Direction → Reproduce the listing below word for word, starting at the line that contains "the sunflower dark" and ending at its final line, with both of those lines included.

Given data →

┄┄┄┄┄┄

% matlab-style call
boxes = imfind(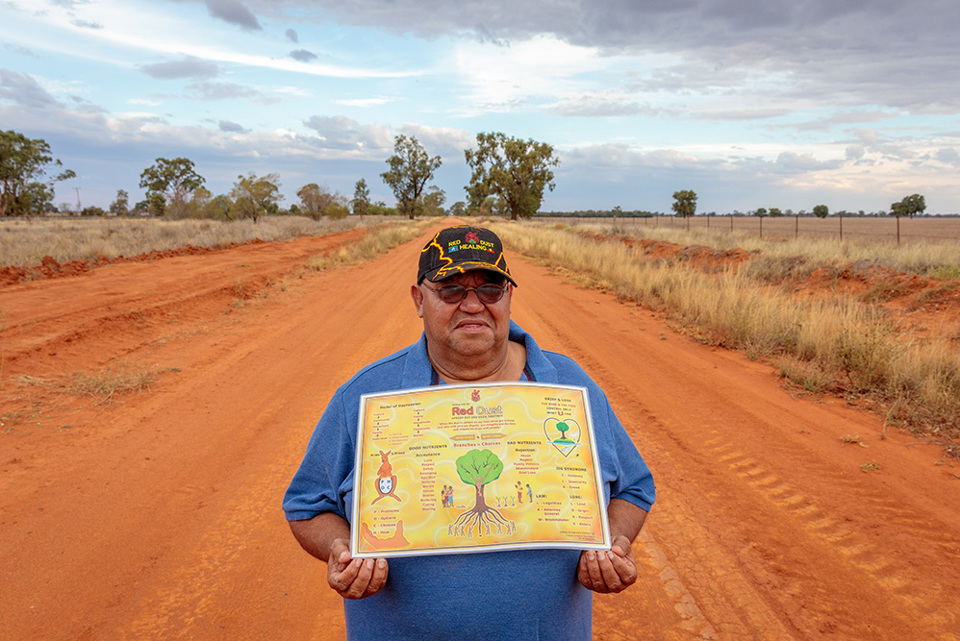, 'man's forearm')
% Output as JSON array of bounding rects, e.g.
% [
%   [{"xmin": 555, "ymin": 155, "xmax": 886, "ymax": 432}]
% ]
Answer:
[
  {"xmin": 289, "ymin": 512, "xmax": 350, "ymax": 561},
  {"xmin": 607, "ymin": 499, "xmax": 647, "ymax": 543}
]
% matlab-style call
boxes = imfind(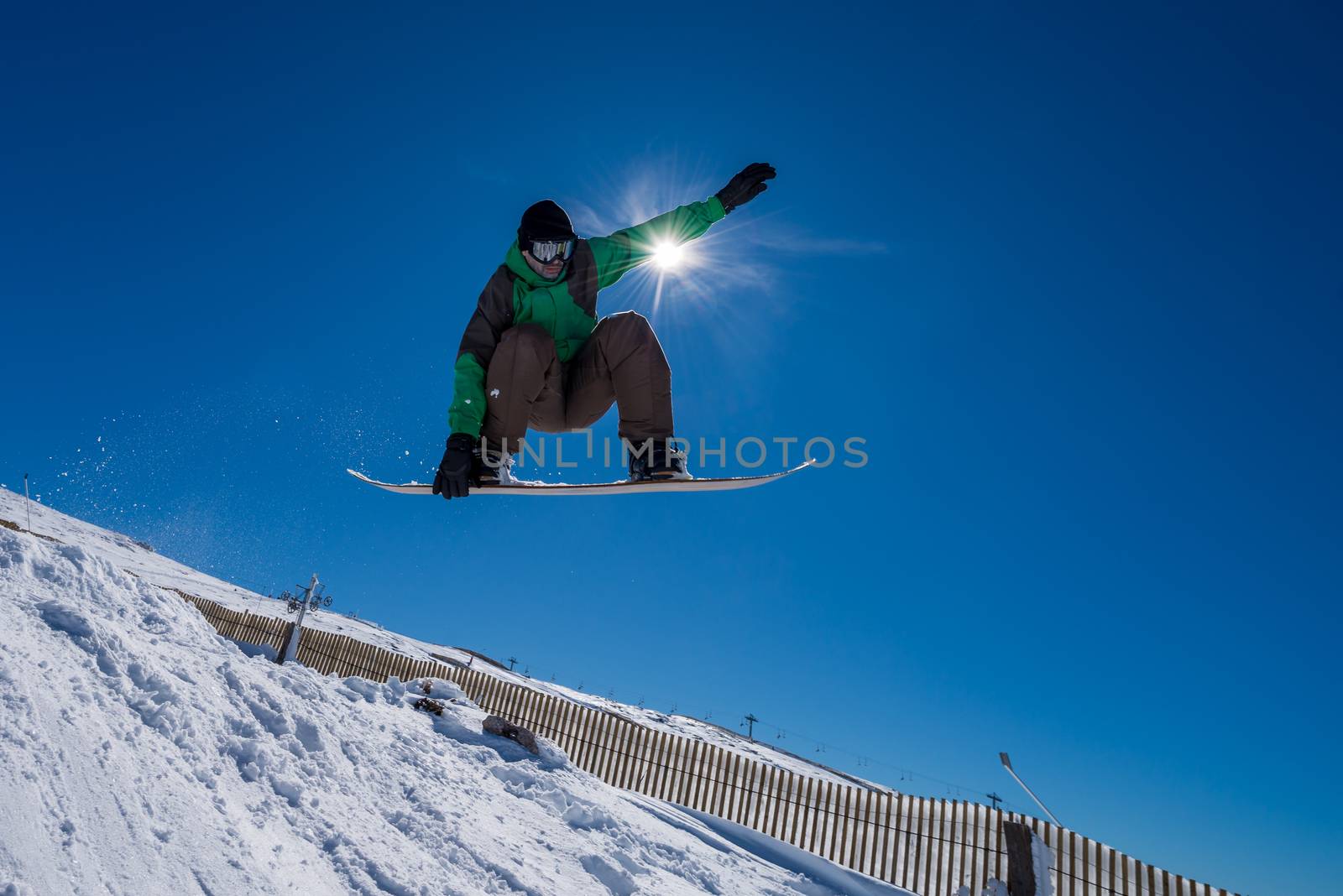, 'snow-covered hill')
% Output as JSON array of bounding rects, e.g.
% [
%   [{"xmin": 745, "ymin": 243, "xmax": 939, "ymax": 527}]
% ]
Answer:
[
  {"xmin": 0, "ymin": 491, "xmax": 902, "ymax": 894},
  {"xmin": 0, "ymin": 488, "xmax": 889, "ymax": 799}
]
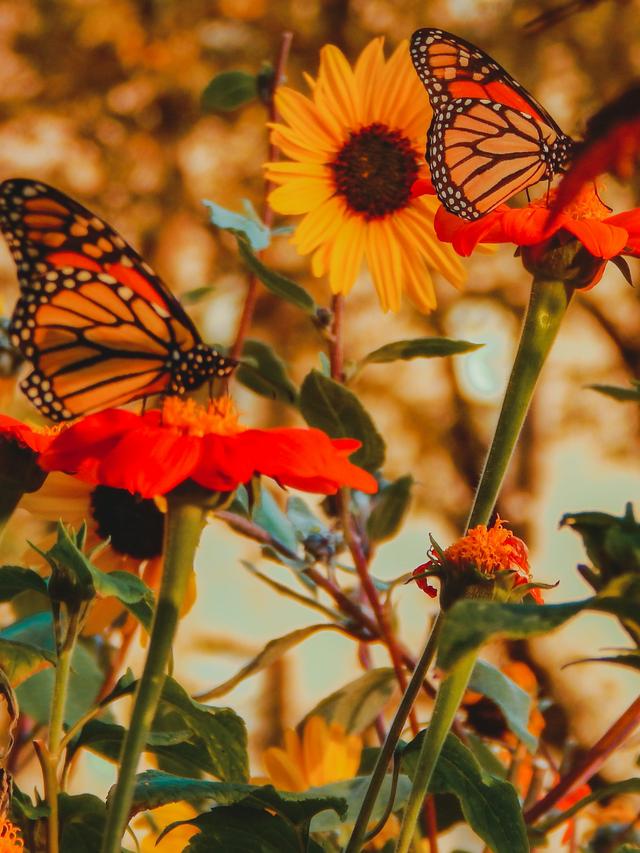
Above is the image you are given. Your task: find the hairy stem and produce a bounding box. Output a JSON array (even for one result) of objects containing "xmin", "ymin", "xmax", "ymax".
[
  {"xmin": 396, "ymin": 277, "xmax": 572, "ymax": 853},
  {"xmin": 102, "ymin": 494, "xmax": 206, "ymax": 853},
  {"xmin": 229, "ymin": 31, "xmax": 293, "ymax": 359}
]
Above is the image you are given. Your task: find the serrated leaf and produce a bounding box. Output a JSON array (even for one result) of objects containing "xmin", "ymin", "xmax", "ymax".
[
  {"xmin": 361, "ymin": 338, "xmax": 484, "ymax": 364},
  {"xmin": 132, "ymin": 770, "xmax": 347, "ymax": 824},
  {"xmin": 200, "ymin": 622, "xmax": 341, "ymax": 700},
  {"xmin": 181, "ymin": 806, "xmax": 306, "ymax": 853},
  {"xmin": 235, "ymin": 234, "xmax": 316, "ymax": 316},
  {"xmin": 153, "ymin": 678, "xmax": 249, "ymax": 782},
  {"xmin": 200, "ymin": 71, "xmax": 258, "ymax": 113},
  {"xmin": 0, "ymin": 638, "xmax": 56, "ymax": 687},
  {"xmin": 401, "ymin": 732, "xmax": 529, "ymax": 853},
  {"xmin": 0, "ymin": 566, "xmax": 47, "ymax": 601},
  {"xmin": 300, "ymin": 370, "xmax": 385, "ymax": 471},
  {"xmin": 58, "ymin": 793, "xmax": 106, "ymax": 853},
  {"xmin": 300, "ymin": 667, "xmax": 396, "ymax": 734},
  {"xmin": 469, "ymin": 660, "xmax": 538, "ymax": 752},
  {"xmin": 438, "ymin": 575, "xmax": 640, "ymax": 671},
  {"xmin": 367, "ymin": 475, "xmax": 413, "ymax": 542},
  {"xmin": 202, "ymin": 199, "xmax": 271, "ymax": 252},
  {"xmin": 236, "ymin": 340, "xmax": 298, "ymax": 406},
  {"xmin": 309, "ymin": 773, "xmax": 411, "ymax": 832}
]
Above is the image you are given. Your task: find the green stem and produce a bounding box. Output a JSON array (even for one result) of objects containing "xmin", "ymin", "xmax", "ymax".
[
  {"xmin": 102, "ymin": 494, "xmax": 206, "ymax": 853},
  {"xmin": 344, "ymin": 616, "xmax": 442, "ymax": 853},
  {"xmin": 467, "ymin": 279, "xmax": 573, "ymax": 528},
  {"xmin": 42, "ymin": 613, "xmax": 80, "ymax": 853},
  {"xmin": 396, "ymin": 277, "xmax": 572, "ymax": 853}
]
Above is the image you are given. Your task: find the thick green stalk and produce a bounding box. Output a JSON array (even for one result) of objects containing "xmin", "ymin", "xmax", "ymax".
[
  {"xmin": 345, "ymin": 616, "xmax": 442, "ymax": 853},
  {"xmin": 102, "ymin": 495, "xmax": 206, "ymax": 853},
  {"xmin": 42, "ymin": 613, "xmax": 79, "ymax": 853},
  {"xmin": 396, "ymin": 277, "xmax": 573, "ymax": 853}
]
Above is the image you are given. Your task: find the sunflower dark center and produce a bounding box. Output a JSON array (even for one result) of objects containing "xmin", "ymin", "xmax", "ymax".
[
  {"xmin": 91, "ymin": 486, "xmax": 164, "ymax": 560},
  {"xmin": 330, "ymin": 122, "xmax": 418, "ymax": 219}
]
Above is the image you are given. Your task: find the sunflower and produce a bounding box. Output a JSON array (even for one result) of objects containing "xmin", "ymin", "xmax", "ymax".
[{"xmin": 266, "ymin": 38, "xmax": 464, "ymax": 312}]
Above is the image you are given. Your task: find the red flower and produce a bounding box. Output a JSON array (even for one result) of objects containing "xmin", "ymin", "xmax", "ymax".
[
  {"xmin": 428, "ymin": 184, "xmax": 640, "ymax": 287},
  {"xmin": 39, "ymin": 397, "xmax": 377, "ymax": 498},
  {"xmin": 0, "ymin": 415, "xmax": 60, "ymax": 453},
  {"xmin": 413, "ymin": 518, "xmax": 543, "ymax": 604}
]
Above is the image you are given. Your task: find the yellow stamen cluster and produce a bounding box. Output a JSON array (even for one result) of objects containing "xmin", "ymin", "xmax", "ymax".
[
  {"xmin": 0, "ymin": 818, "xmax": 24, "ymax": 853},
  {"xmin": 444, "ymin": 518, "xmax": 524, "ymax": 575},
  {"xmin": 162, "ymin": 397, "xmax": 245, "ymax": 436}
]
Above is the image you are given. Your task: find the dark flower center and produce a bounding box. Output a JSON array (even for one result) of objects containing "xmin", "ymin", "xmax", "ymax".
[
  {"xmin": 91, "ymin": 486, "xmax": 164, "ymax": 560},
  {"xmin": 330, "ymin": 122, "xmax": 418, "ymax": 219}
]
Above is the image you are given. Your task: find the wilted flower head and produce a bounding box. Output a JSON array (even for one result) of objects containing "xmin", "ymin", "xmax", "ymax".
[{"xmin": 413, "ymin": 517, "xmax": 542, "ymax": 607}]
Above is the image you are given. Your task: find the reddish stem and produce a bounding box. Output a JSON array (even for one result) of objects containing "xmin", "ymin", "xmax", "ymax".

┄┄┄┄┄┄

Full response →
Above is the image you are given. Your task: find the sunflower dark center and produce a bounding box. Output a JSON array (even for one result) of objects containing "xmin", "ymin", "xmax", "ymax".
[
  {"xmin": 91, "ymin": 486, "xmax": 164, "ymax": 560},
  {"xmin": 330, "ymin": 122, "xmax": 418, "ymax": 219}
]
Above is the image you are given. Your task: find the sunflower and produce a bounding box. Output a JSON array (even for one result) of objects containing "xmin", "ymin", "xmax", "ymax".
[{"xmin": 266, "ymin": 38, "xmax": 464, "ymax": 312}]
Above is the image you are given. Your task: find the red flower and produce a bounding box. Output a JSON array (even for one result) of objects containing "xmin", "ymin", "xmax", "ymax".
[
  {"xmin": 428, "ymin": 184, "xmax": 640, "ymax": 287},
  {"xmin": 39, "ymin": 397, "xmax": 377, "ymax": 498},
  {"xmin": 0, "ymin": 415, "xmax": 60, "ymax": 453},
  {"xmin": 413, "ymin": 518, "xmax": 543, "ymax": 604}
]
Above is the image you are given. Your task: find the yellow stamen cluster and produce a bounding box. Output a JSON array (even for one result) of objects containing "xmin", "ymin", "xmax", "ymax".
[
  {"xmin": 0, "ymin": 818, "xmax": 24, "ymax": 853},
  {"xmin": 444, "ymin": 518, "xmax": 524, "ymax": 575},
  {"xmin": 162, "ymin": 397, "xmax": 245, "ymax": 436}
]
Above is the image you are given. Your task: find the dark flower center and produce a bounding box. Output a JSON array (even for one result) of objects containing "xmin", "ymin", "xmax", "ymax".
[
  {"xmin": 91, "ymin": 486, "xmax": 164, "ymax": 560},
  {"xmin": 330, "ymin": 122, "xmax": 418, "ymax": 219}
]
Above is the image you are given. Your task: find the wilted flower head and produce a bounding box. Output a JSON array (even for one result) of objects containing "xmin", "ymin", "xmax", "ymax".
[{"xmin": 413, "ymin": 517, "xmax": 542, "ymax": 607}]
Above is the image you are given. Your task: find the reddish stem and produce a bounding box. Output a JSON array (even for one result) of objects containing "xmin", "ymin", "xmax", "ymax".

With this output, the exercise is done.